Excerpt:
————
13. The Battle is Joined

The Battle is Joined

"A revolution is certainly the most authoritarian thing there is. It is the act whereby one part of the population imposes its will upon the other part by means of rifles, bayonets and cannons - authoritarian means, if such there were..."
F. Engels, On Authority (1872).

By 8.30 a.m., reports were circulating in Budapest that workers had already been involved in battles with Russian tanks on the outskirts of the city. Another report, less widely circulated, was that Suslov and Mikoyan had arrived in Budapest at dawn. They had apparently flown direct from Moscow, where the Kremlin was getting worried at the mess their men in Budapest were making of things. Mikoyan, it was alleged, had become very angry with Getö. Whether this was true or not, it soon became known that Getö had been 'relieved of his post' as First Secretary of the Communist Party. Janos Kadar was given the job. Many among the Communist hierarchy thought this a master move. Kadar was of working-class origin. He had spent a long time in prison as a Titoist. He had suffered considerably. He had been tortured - missing fingernails and scars on various parts of his body were proof of this. It is said he was a frightened man - frightened of pain. Understandably so. He was to prove soft clay in the hands of a ruthless 'leadership'!

Just after 9 a.m., Nagy broadcast a personal appeal as Prime Minister. He called for an end to the fighting. He asked that order be restored.

"People of Budapest! I announce that all those who, in the interest of avoiding further bloodshed, stop fighting before 13:00 hours today and lay down their arms, will be exempted from summary jurisdiction. We shall realise as soon as possible, by all means at our disposal and on the basis of the June 1953 Government Programme, as I expounded it at that time in Parliament, the systematic democratisation of the country in every sphere of Party, State, political, and economic life. Every possibility exists for the Government to realise my political programme by relying on the Hungarian people, under the leadership of the Communists. Heed our appeal. Cease fighting and secure the restoration of calm and order in the interest of the future of our people and country. Return to peaceful and creative work."
————
Written instruction 1: Identify every line of the records that contains the word "person" and copy each such line in full, treating uppercase and lowercase as different.
The excerpt above and the records that come next are separate, unrelated material.

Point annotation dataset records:
————
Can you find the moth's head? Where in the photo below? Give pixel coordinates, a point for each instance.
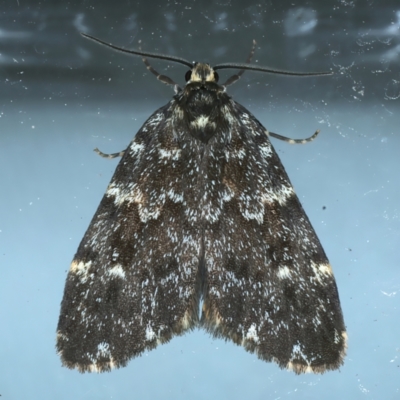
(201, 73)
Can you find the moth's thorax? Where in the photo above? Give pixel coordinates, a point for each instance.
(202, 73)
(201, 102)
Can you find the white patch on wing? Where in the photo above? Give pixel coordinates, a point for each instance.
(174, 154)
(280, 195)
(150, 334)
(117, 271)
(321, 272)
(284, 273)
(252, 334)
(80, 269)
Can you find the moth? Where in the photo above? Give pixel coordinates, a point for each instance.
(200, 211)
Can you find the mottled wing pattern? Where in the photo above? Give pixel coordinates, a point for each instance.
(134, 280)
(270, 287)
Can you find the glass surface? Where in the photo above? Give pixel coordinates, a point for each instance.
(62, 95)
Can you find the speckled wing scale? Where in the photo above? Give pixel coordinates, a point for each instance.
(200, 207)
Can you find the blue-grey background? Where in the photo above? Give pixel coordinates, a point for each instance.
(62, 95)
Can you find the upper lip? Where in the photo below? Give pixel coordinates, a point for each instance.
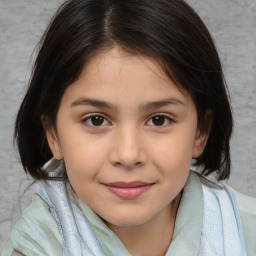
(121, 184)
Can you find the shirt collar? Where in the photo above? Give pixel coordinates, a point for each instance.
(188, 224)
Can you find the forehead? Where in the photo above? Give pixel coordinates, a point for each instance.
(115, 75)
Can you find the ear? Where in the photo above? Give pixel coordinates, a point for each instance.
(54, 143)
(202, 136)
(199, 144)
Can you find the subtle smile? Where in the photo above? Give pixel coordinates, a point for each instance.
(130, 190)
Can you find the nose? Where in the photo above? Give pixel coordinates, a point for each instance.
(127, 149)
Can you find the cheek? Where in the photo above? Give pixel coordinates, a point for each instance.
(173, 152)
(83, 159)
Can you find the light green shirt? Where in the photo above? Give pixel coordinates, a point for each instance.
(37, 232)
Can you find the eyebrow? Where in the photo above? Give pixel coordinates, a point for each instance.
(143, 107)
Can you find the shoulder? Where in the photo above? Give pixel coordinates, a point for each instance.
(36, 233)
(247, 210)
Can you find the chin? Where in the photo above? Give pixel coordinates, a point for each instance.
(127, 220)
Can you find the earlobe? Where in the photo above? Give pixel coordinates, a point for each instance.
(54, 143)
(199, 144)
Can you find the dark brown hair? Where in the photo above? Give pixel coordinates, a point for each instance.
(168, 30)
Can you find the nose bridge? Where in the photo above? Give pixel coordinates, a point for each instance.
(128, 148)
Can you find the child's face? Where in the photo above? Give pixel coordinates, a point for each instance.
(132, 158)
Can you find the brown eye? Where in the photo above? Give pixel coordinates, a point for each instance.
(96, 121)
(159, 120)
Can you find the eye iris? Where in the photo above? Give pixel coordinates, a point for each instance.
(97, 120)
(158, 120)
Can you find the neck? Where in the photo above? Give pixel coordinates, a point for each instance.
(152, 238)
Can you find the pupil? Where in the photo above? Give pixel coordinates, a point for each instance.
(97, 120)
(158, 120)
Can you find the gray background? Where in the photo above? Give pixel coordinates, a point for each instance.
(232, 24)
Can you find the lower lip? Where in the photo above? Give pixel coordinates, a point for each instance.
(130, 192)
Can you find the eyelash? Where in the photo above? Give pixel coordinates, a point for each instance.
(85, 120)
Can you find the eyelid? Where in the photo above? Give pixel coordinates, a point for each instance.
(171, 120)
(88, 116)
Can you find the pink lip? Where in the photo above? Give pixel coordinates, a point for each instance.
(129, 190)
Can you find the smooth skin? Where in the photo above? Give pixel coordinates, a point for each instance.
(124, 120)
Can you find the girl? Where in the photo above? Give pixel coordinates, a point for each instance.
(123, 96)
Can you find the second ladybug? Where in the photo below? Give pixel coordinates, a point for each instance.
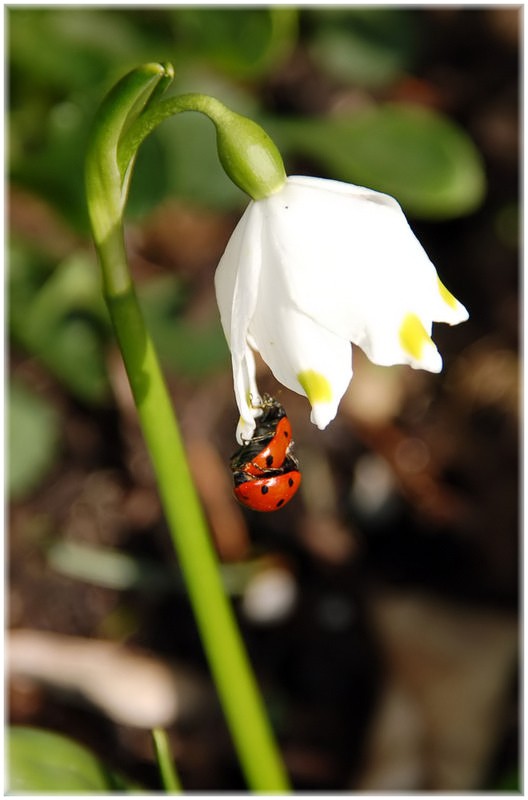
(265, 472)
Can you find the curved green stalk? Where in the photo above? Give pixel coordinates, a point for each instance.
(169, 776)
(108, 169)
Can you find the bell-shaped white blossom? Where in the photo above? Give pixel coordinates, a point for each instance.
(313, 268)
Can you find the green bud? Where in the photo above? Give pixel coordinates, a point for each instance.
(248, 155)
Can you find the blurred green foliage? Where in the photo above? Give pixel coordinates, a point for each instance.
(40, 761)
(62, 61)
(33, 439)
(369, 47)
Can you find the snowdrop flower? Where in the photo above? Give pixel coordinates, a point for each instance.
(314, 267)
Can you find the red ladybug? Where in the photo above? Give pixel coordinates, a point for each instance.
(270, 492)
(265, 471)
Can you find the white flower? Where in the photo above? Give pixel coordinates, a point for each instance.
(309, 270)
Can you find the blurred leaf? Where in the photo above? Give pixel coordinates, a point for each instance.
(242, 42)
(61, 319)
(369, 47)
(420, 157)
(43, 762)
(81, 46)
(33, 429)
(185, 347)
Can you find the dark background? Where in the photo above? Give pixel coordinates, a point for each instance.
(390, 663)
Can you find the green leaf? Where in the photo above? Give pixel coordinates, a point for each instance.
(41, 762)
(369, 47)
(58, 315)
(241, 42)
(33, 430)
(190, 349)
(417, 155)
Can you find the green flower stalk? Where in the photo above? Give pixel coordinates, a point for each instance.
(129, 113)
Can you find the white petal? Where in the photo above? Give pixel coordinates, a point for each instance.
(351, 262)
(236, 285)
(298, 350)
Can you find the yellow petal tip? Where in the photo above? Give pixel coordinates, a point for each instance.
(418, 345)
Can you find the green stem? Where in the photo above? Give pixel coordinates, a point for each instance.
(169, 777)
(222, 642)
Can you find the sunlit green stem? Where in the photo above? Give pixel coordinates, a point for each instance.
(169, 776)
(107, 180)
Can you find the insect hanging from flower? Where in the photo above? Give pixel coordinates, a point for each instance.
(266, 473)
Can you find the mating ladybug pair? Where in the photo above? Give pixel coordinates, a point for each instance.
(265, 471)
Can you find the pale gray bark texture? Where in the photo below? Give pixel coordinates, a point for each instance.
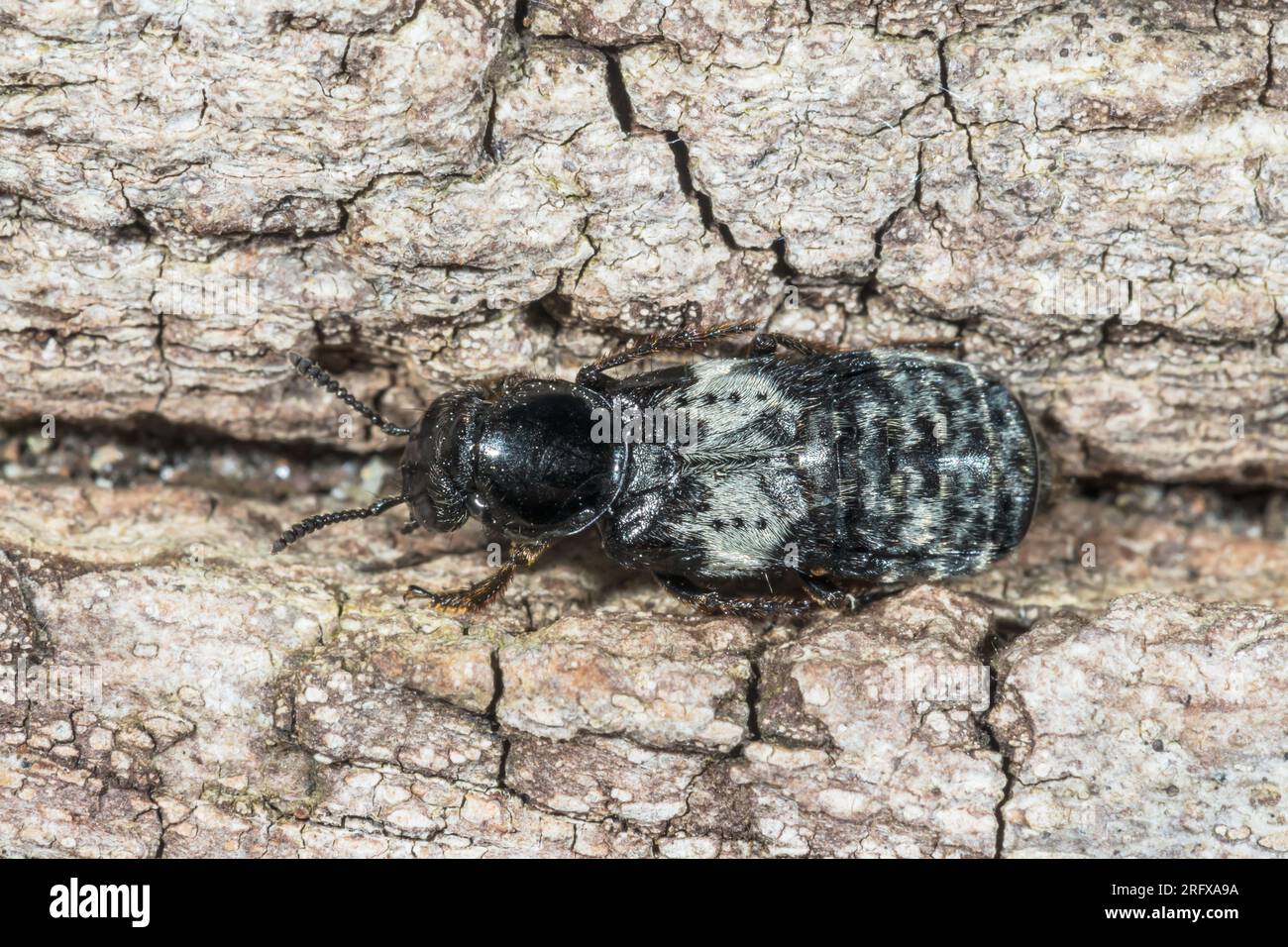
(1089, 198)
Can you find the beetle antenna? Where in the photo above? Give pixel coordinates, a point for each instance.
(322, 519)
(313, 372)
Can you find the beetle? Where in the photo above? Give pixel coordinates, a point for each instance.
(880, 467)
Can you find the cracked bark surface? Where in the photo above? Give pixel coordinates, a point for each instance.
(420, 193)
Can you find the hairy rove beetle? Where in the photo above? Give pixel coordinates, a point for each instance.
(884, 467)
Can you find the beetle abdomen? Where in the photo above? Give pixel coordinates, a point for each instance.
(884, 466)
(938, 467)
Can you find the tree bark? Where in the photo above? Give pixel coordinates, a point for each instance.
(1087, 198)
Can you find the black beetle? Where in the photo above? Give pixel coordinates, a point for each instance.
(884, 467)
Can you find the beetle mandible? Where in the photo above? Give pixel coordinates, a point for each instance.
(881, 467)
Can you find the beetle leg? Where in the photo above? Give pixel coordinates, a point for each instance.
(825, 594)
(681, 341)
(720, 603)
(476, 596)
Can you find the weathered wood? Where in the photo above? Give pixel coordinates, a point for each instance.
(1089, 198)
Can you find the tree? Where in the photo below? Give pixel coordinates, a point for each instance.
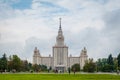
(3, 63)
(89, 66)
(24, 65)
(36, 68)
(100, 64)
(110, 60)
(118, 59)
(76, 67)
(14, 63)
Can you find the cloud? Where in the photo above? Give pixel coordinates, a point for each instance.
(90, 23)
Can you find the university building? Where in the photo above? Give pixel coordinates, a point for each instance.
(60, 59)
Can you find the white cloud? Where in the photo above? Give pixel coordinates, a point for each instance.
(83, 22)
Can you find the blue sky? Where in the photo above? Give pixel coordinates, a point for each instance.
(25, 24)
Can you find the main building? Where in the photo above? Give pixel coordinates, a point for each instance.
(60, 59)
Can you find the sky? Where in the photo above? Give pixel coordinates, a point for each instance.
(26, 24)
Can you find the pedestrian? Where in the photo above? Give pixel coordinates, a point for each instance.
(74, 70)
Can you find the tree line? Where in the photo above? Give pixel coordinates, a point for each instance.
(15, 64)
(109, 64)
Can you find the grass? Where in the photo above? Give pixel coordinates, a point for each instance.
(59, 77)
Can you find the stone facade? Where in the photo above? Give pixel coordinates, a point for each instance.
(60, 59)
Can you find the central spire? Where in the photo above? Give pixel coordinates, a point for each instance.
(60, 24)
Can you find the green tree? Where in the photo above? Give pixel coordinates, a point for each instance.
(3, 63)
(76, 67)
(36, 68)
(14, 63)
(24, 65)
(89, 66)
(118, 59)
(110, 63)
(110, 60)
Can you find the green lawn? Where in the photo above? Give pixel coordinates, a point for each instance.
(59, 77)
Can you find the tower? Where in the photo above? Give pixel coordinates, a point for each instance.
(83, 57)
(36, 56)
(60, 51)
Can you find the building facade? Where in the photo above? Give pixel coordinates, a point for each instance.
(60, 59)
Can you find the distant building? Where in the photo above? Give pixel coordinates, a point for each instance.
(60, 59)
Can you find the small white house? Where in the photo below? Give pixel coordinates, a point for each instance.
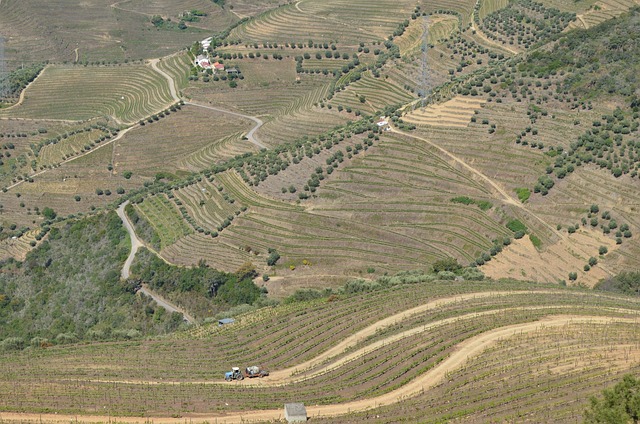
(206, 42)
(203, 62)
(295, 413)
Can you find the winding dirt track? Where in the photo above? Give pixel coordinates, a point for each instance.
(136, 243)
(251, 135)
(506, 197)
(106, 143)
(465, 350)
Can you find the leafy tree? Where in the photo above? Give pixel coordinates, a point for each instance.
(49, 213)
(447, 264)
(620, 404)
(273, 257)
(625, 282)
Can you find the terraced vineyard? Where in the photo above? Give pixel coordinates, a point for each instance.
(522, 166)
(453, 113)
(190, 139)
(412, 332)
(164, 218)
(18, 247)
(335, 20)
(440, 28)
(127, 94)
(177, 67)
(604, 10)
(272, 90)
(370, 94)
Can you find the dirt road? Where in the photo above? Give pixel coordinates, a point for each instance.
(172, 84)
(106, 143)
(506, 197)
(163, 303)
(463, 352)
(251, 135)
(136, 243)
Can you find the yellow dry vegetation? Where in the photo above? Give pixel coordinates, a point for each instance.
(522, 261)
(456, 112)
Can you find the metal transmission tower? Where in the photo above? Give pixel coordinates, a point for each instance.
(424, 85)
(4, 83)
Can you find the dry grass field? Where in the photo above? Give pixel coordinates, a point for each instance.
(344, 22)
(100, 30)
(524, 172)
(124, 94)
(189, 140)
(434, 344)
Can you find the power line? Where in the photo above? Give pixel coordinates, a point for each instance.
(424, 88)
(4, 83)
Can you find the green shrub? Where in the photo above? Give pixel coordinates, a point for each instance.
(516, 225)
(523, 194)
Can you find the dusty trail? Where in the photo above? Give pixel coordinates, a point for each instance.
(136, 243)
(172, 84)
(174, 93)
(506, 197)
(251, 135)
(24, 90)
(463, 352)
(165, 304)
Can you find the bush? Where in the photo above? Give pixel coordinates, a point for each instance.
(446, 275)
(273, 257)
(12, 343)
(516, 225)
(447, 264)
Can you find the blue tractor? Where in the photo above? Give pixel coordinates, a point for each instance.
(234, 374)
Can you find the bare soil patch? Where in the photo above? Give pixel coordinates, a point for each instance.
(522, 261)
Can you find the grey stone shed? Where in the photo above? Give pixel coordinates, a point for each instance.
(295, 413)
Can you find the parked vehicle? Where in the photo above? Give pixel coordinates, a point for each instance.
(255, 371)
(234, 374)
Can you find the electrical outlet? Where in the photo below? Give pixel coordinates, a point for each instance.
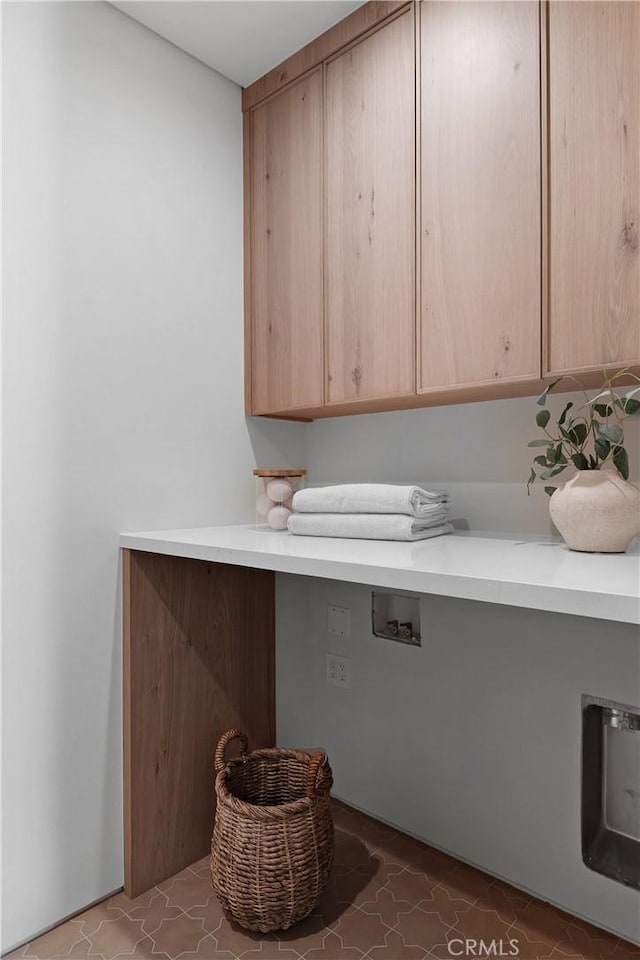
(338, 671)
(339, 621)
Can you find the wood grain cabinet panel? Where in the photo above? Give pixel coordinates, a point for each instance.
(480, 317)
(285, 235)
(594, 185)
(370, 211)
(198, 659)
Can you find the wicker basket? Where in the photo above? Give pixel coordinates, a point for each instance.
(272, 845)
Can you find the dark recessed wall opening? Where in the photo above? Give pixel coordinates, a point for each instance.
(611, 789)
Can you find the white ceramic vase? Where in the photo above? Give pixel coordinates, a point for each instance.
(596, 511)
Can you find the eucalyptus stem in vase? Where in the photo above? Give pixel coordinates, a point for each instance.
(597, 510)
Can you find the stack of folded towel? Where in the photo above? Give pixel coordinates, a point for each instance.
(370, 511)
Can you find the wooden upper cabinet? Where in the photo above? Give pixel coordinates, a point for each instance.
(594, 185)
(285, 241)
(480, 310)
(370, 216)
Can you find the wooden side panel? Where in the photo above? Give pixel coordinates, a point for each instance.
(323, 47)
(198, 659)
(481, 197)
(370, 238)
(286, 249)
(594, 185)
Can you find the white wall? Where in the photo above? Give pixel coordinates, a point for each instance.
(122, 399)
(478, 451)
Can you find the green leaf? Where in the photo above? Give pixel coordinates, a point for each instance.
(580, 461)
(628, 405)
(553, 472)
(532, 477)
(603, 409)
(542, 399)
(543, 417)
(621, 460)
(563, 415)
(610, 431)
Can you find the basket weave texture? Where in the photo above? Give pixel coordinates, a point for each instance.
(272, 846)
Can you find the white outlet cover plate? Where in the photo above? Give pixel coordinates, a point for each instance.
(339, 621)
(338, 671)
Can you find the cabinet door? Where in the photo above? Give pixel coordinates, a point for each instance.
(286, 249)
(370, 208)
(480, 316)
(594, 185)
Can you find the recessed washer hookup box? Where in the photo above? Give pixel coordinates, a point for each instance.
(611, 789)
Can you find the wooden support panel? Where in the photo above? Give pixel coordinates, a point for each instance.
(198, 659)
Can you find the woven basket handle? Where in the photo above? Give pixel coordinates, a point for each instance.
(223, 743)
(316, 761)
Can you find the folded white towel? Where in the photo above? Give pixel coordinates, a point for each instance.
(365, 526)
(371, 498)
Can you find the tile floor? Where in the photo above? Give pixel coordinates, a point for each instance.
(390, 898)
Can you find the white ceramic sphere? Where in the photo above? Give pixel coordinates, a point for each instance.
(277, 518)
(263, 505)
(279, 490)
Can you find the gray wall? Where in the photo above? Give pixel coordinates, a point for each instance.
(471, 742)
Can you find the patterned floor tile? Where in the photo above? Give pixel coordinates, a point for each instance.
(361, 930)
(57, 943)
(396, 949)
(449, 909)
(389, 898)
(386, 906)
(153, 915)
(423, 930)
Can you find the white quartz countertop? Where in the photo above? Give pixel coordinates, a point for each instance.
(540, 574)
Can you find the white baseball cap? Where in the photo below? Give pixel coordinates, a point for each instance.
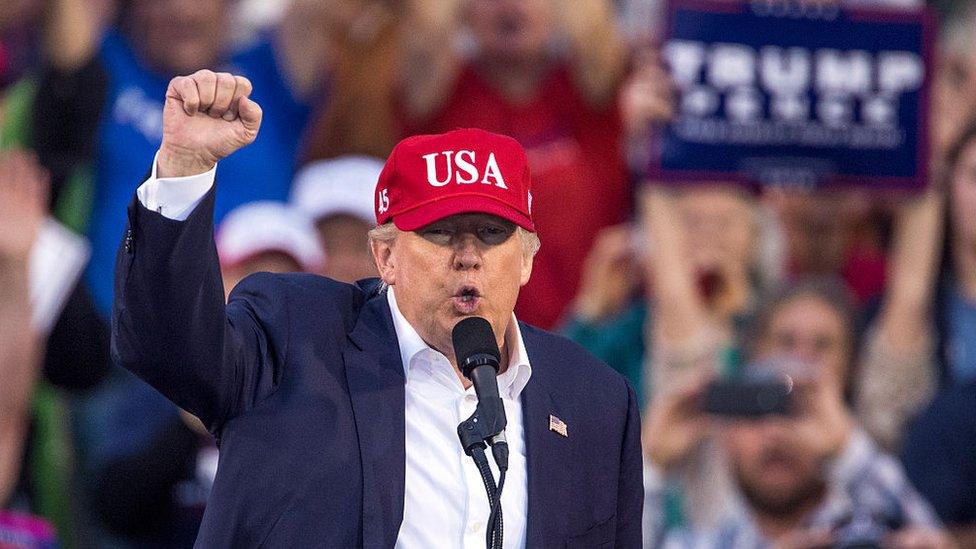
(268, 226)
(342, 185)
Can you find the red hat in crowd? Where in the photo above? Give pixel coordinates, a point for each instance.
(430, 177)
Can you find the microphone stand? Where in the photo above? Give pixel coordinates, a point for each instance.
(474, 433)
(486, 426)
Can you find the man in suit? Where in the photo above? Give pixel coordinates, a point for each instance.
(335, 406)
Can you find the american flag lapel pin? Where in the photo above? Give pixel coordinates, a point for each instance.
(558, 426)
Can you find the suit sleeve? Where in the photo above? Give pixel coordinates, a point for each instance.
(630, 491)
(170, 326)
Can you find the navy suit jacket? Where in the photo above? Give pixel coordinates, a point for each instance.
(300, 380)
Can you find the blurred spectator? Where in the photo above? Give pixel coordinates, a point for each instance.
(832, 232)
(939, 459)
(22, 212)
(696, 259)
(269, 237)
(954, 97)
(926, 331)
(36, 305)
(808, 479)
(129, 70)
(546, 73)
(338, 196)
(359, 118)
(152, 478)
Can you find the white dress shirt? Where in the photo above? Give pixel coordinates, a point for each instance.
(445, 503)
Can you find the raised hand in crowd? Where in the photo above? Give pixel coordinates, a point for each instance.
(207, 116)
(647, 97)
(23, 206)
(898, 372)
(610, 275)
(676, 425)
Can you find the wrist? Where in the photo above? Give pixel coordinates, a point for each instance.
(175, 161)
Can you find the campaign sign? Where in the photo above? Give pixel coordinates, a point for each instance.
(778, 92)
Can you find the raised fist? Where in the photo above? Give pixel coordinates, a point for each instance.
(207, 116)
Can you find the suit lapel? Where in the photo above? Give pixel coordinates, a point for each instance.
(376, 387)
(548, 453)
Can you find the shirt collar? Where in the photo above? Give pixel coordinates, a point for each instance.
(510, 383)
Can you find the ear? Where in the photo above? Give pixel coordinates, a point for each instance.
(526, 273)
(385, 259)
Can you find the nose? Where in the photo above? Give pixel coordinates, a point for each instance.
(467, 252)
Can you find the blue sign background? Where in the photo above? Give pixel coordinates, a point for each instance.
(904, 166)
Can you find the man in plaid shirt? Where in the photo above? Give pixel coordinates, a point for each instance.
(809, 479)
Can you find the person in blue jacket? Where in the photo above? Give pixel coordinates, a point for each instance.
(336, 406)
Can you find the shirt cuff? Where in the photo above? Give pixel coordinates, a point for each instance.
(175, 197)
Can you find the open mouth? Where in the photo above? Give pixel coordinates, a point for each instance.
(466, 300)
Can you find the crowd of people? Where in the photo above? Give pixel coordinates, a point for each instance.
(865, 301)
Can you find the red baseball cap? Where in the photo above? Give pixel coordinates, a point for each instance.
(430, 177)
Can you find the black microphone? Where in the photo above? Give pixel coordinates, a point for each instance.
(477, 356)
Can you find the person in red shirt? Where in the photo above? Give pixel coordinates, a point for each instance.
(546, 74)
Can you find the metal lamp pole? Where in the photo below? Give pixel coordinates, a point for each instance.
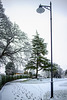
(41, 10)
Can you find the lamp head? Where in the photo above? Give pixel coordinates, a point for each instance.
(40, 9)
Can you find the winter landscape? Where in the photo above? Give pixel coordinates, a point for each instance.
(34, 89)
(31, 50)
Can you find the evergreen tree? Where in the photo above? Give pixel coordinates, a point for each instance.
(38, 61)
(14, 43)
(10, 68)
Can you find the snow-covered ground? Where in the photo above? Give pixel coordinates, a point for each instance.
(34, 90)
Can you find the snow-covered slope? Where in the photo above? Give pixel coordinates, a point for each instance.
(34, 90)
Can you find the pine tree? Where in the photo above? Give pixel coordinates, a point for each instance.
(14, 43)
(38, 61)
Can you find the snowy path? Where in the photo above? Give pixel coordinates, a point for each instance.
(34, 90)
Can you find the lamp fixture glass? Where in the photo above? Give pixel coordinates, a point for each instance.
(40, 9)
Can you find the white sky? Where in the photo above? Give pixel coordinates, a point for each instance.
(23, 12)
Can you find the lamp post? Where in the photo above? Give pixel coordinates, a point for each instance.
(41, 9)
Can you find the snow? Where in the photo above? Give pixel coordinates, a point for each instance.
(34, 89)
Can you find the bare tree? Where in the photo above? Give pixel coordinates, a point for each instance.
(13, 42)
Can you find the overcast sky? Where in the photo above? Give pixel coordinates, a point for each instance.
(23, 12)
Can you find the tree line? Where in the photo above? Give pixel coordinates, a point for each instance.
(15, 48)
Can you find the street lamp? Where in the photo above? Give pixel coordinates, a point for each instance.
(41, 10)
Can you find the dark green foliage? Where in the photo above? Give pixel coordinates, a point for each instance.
————
Written instruction 2: Could you rewrite the excerpt's paragraph beginning "By 8.30 a.m., reports were circulating" as a shorter list that keeps its main facts?

Task response 1:
Can you find the person in blue jacket? Where in the photo above? Give pixel coordinates, a point for each instance.
Can you find the person in red shirt? Where in the photo above? Give pixel coordinates, a point for each instance.

Task response 2:
- By 8.30 a.m., reports in Budapest said workers had already fought Russian tanks on the city's outskirts.
- A less widely circulated report said Suslov and Mikoyan had arrived at dawn, apparently flying direct from Moscow, where the Kremlin was worried about how its men in Budapest were handling things.
- Mikoyan was alleged to have become very angry with Getö, who was soon known to have been relieved of his post as First Secretary of the Communist Party.
- Janos Kadar replaced him, a move many in the Communist hierarchy considered masterful.
- Kadar was of working-class origin and had spent a long time in prison as a Titoist, where he was tortured; missing fingernails and scars were proof of this.
- He was said to be frightened of pain and was to prove soft clay in the hands of a ruthless leadership.